◆ Set task
Rename "girl's" to "child's" everywhere it occurs in the material, and give all the lines again with nothing else altered. Leave the pictures out.

◆ Input data
(begin)

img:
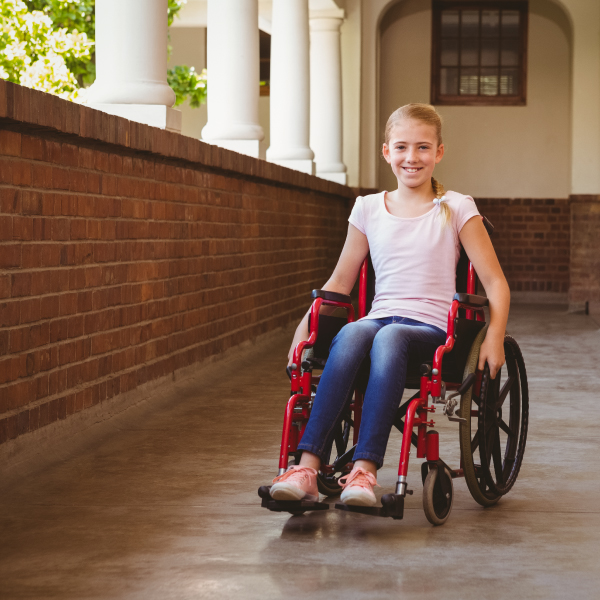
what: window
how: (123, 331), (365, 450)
(431, 0), (528, 106)
(259, 31), (271, 96)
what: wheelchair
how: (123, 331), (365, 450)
(258, 217), (529, 525)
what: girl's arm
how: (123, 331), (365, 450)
(288, 224), (369, 366)
(459, 217), (510, 379)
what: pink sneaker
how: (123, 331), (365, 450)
(338, 467), (379, 506)
(271, 465), (319, 501)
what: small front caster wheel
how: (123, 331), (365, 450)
(423, 467), (454, 525)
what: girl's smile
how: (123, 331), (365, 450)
(383, 119), (444, 192)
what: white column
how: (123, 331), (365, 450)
(267, 0), (315, 175)
(202, 0), (265, 157)
(88, 0), (181, 131)
(310, 10), (347, 185)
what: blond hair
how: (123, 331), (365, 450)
(385, 102), (450, 226)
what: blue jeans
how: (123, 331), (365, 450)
(298, 317), (446, 467)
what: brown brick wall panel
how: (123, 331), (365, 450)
(569, 195), (600, 314)
(0, 82), (353, 443)
(476, 198), (571, 293)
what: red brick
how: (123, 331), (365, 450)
(0, 129), (21, 156)
(11, 273), (31, 298)
(0, 188), (22, 214)
(21, 190), (43, 215)
(0, 244), (21, 269)
(13, 216), (33, 241)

(end)

◆ Full solution
img:
what: window
how: (123, 331), (365, 450)
(431, 0), (528, 106)
(259, 31), (271, 96)
what: wheelchair
how: (123, 331), (365, 450)
(258, 217), (529, 525)
what: child's arm
how: (123, 331), (365, 450)
(288, 224), (369, 366)
(459, 217), (510, 379)
what: pink sneaker
how: (123, 331), (365, 450)
(338, 467), (379, 506)
(271, 465), (319, 501)
what: small front caster wheel
how: (123, 331), (365, 450)
(423, 467), (454, 525)
what: child's smile
how: (123, 331), (365, 450)
(383, 119), (444, 192)
what: white column
how: (123, 331), (365, 450)
(267, 0), (315, 175)
(202, 0), (265, 157)
(88, 0), (181, 131)
(310, 10), (347, 185)
what: blond hair
how: (123, 331), (365, 450)
(385, 102), (450, 226)
what: blue jeans
how: (123, 331), (365, 450)
(298, 317), (446, 467)
what: brown brick wall panel
how: (123, 331), (365, 450)
(569, 195), (600, 314)
(0, 82), (353, 443)
(476, 198), (571, 293)
what: red brick
how: (123, 331), (365, 450)
(0, 129), (21, 156)
(11, 273), (31, 298)
(0, 188), (22, 214)
(21, 190), (43, 215)
(0, 244), (21, 269)
(13, 216), (33, 241)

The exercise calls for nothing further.